Infertility does not mean you will never get pregnant.
But it can also mean just that. You may actually never conceive or successfully carry a pregnancy to full term.
The fact is both outcomes are possible and it is important that couples opting for fertility treatments go in with their eyes wide open, aware that the treatment cannot guarantee a baby and careful that in the pursuit of a child they don’t lose the one thing they hold dear – each other. I should know, because we almost screwed up.
It took us four IUIs, two IVFs, a severe hyperstimulation, a chemical pregnancy (yes, that’s a thing) and two miscarriages to wisen up.
Here are a couple of things a wiser me (methinks) put together of what could have helped us keep our sanity. Hoping this keeps someone from losing theirs.
Just for the record, this is the first time I have ventured out from the “dear diary” phase on this extremely personal experience. So the posts will come in fits and starts as I gather my flood of thoughts and commit them to paper, sensibly.
What no one told me and what I wish we knew before we started:
Okay, so I knew this was going to be tough, being pumped up with hormones can’t be easy, and that it would be very expensive. But then didn’t that friend of a friend just have twins, oh and that aunt’s 40-year old niece also just had a baby after 10 rounds of IVF. So I believed it couldn’t be that tough after all and surely a baby would make it worth the trouble.
What I wish I’d known was that it would be tough AF!
There would be pills and vaginal suppositories to take as well as injections (sometimes 2 at a time) to self administer. Add to that innumerable transvaginal scans, blood tests and procedures. General anesthesia is perhaps the best part of it. Your life will come to a stop, while your partner’s will not, at least not as much. You will unfairly grudge him for that (I did and I know many others do too). And then there will be the here-today, gone-tomorrow kind of pregnancies, followed by tears, grumpiness and more tears. Sigh.
Did I make that sound bad enough?
The thing is more time needs to be spent on telling couples about the downsides of the process.
Would it have changed my mind? Hell, no! But maybe, just maybe we would have dealt with the disappointment slightly better, understood each other more, focused a lot on what we had instead of only on what we wanted to have, and emerged on the other side more “with” each other than “without”.
So here are the cons. I won’t mentions the pros, there’s only one and we all know it
It is very intrusive: Fertility treatment is not just any medical procedure. It is very intrusive. I mean, I can’t even begin to tell you just how intrusive it is. For instance, not only is a probe stuck into you month after month, cycle after cycle, but you are also given reminders on when to have sex.

- _Data block_:
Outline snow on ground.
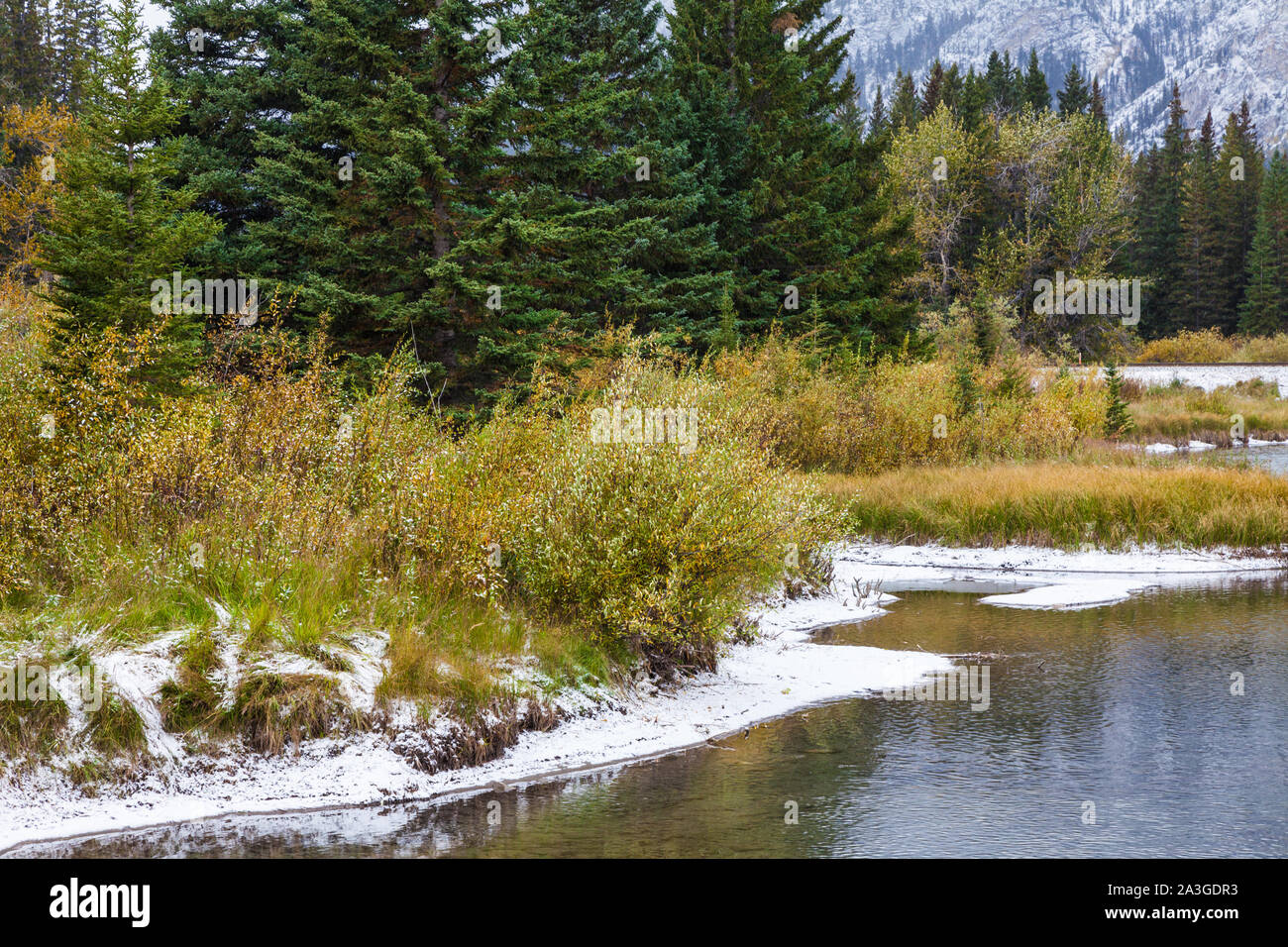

- _Problem_: Write the next part of the personal piece on fertility treatment, picking up after its last sentence and carrying on its list of the downsides.

- _Answer section_:
Your life will be put on hold: It will revolve around injections, doctor’s visits, extractions, transfers, scans and then repeat … the list is endless. There’s no way to soften this. It is overwhelming.
Forget holidays: You can’t risk missing any more days of work that you already need to for the various procedures. Also, you cannot afford to spend on travel, not when you’re spending a bomb on IVF!
Ambitions take a backseat: You’re pumped up with hormones and pretty much going bat crazy. You’re confused about how to make time for the treatment without compromising work. Should you tell your boss at work or not? From where I come, you don’t even tell people you are pregnant until the first trimester is over or even later! But with no idea of the fertility treatment, your manager might think you’re slacking off or just very very sick. Imagine the frustration if around the same time a dream job offer comes through. It’ll leave you torn, not being able to take on something new because you cannot give it a 100 percent, but knowing just how much good this would do to your career.
Financial drain: Let’s not even get started. It’s crazy expensive. So no expensive holidays and a huge cut back on shopping.
Losing focus: Baby making becomes the all-consuming focus of your life. If you’re not at the clinic, you’re thinking about your next appointment, you want to know how many eggs survived, how many are viable, after the embryo transfer all you can think about is whether it will stick and it just goes on. Everything else takes a backseat, even your partner. That’s quite ridiculous. After all aren’t you in it so you can start a family with the “partner”? Also, it’s quite silly to ignore the living breathing loving presence of your partner for a baby that may be.
Clinical sex: And then there is this. That’s what it pretty much boils down to, with the clinic even giving you reminder calls to “have sex tonight, but not tomorrow morning”. It kills the spontaneity of the act, makes it boring and can have very disturbing long-term ramifications.
Saw on the worldwide web:
That pretty much sums it up! Here’s my peeve: I just don’t think people realize the extent of what they are getting into and I don’t think doctors/clinics/advisers do enough to convey the message.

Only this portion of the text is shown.